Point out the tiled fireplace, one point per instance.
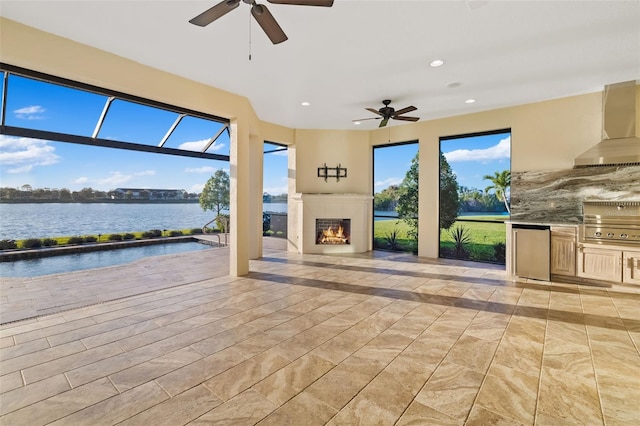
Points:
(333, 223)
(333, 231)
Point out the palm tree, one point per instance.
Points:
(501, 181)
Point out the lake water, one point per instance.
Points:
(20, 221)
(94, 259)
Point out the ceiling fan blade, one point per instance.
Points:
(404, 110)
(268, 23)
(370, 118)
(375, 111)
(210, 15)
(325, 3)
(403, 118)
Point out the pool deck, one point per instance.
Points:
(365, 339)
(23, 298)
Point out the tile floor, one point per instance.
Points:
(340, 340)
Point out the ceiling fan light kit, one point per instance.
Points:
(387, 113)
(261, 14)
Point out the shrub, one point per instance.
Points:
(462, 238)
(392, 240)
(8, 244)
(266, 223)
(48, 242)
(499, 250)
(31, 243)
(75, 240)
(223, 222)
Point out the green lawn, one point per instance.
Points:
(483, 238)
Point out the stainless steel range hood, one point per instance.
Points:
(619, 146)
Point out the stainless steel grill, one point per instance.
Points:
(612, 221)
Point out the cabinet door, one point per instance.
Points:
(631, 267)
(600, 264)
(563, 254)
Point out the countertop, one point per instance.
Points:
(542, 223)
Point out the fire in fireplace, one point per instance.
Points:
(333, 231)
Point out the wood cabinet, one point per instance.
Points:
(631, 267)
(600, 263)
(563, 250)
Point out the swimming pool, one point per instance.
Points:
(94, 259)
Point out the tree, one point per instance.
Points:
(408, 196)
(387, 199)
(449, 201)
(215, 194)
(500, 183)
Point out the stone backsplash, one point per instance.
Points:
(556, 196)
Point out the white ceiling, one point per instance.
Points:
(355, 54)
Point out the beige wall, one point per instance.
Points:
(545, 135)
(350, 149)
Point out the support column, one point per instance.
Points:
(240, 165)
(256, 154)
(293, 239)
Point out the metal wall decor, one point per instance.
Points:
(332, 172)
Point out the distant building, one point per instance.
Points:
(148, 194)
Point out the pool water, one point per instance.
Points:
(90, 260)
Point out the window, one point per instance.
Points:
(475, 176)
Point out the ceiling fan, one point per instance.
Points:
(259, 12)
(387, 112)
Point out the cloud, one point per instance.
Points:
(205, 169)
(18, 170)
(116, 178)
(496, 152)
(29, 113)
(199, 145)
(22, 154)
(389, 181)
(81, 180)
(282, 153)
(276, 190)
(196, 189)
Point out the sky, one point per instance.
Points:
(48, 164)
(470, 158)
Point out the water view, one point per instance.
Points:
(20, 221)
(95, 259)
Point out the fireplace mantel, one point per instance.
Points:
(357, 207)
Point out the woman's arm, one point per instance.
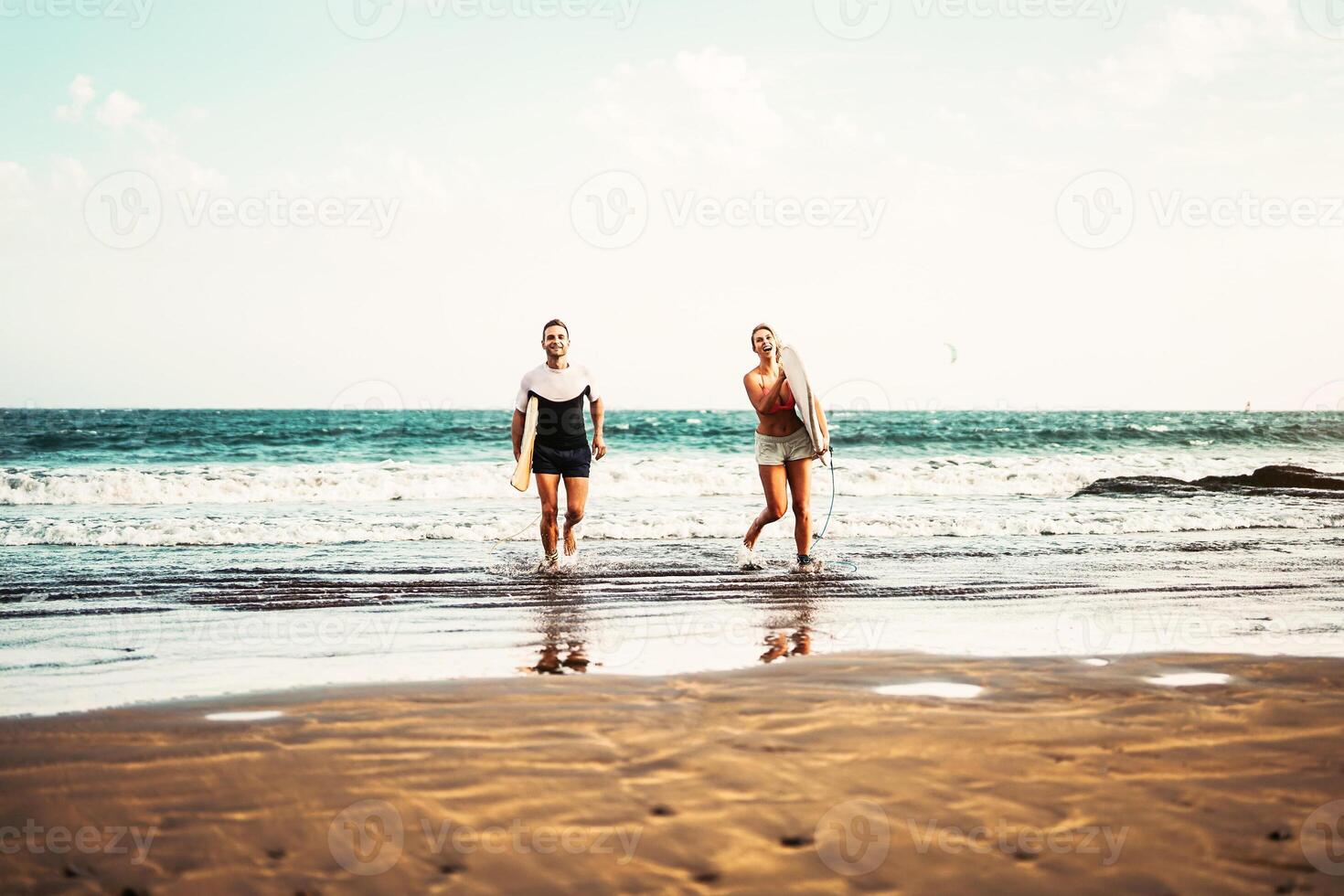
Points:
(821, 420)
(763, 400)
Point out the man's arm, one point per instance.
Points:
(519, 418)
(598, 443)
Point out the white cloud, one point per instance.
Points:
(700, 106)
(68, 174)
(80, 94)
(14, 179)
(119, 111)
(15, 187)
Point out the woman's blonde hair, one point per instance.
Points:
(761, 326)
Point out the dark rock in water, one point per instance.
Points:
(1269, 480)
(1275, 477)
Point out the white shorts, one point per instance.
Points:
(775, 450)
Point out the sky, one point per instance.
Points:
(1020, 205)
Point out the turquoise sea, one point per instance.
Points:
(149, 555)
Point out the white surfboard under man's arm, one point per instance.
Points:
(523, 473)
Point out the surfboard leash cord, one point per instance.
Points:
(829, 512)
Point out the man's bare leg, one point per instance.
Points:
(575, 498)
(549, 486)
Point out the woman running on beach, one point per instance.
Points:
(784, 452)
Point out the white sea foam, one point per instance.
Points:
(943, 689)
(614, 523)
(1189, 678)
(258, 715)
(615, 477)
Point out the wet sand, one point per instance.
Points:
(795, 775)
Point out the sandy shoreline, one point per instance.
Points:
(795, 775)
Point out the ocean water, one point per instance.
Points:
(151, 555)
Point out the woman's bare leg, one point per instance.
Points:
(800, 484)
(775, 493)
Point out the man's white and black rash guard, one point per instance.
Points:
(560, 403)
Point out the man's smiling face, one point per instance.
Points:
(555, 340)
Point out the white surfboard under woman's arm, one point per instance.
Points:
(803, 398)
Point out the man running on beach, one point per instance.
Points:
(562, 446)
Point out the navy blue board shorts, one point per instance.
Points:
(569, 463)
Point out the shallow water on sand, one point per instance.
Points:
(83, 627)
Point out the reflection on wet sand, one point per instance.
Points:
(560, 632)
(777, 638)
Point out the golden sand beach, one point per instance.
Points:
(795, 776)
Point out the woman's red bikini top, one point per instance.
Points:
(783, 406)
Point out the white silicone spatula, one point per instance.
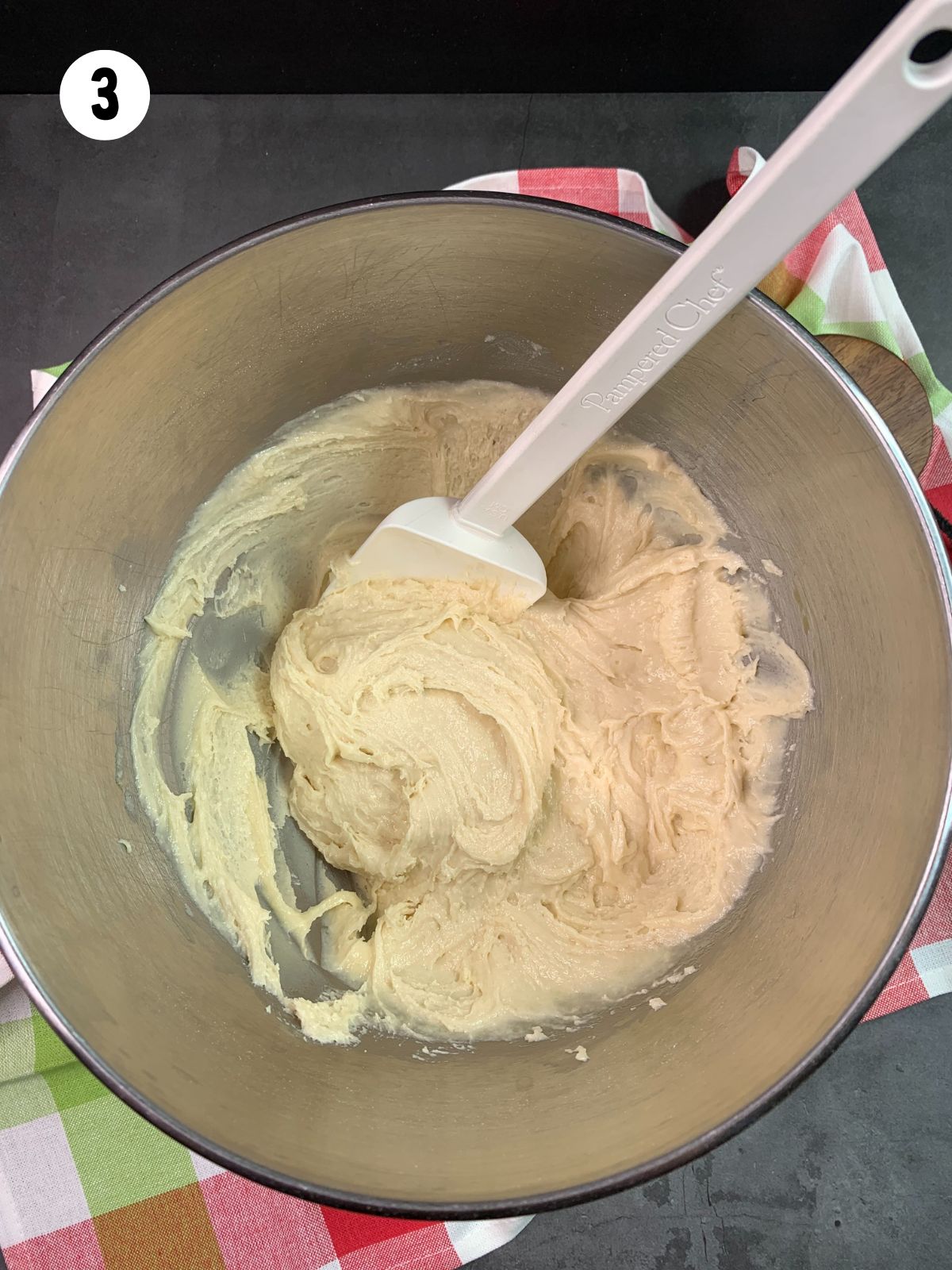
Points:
--
Job >> Copy the listing from the line that contains "Point out the woman's bare" through the end of the listing, requests included, and add 104 to every coordinate in the points. Omit the pictures.

Complete output >>
Point out the woman's bare leg, one point per instance.
Points:
(904, 588)
(879, 597)
Point out the man's white and black rash guard, one point per instance.
Points:
(664, 507)
Point out the man's smiling face, one point per instance.
Points:
(659, 444)
Point out the white surfboard under woman's arm, one point per instance.
Points:
(907, 502)
Point out the man running on beach, one point per instance.
Points:
(666, 550)
Point out the navy blue board shorts, one point per instance.
Points:
(673, 567)
Point out the shallow water on sand, one point per instance.
Points:
(187, 731)
Point out the reflection on wet sand, one point per instance.
Points:
(664, 736)
(881, 742)
Point out the golden sand beach, one point per instance.
Points:
(899, 880)
Point out the woman's red bikini top, one point per instance.
Points:
(887, 510)
Point out the white silicone spatula, one point per instance.
Points:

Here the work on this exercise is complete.